=== PROBLEM ===
Output exactly the lines from the one with "Write each point like <point>150,227</point>." to the close of the records below, first and last included.

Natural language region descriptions
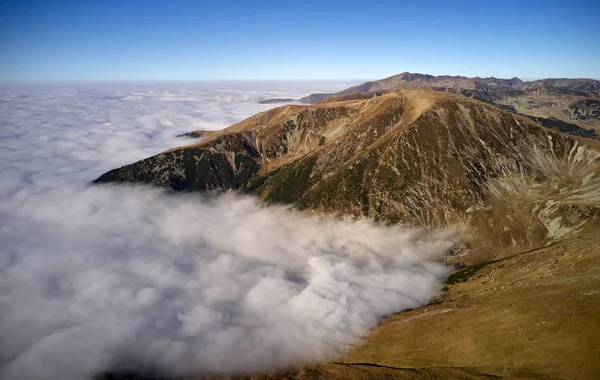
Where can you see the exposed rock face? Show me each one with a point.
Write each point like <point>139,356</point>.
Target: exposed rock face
<point>433,158</point>
<point>585,109</point>
<point>418,157</point>
<point>225,163</point>
<point>569,100</point>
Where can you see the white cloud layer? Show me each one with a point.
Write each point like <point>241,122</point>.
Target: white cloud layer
<point>102,278</point>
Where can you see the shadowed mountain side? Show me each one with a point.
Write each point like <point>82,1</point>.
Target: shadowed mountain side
<point>569,100</point>
<point>423,158</point>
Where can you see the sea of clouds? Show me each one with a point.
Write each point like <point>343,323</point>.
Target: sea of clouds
<point>110,278</point>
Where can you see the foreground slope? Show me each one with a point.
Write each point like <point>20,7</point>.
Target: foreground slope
<point>423,158</point>
<point>527,199</point>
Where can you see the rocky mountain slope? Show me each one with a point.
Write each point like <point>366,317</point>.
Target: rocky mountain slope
<point>418,157</point>
<point>572,101</point>
<point>526,197</point>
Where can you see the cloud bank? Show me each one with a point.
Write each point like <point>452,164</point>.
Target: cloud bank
<point>105,278</point>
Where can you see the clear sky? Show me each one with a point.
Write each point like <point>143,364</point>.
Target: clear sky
<point>309,39</point>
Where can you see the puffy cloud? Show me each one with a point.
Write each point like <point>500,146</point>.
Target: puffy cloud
<point>101,278</point>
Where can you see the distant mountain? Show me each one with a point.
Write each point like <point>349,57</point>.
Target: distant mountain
<point>421,157</point>
<point>525,198</point>
<point>572,101</point>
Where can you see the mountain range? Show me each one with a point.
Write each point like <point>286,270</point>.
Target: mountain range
<point>485,155</point>
<point>560,103</point>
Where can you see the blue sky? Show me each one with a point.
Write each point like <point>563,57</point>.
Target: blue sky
<point>231,39</point>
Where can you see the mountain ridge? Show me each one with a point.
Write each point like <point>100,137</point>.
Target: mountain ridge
<point>525,198</point>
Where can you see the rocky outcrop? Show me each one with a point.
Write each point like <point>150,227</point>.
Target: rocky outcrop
<point>422,158</point>
<point>586,109</point>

=== EXERCISE OUTPUT ===
Write each point like <point>150,227</point>.
Target: rocky outcrop
<point>422,158</point>
<point>586,109</point>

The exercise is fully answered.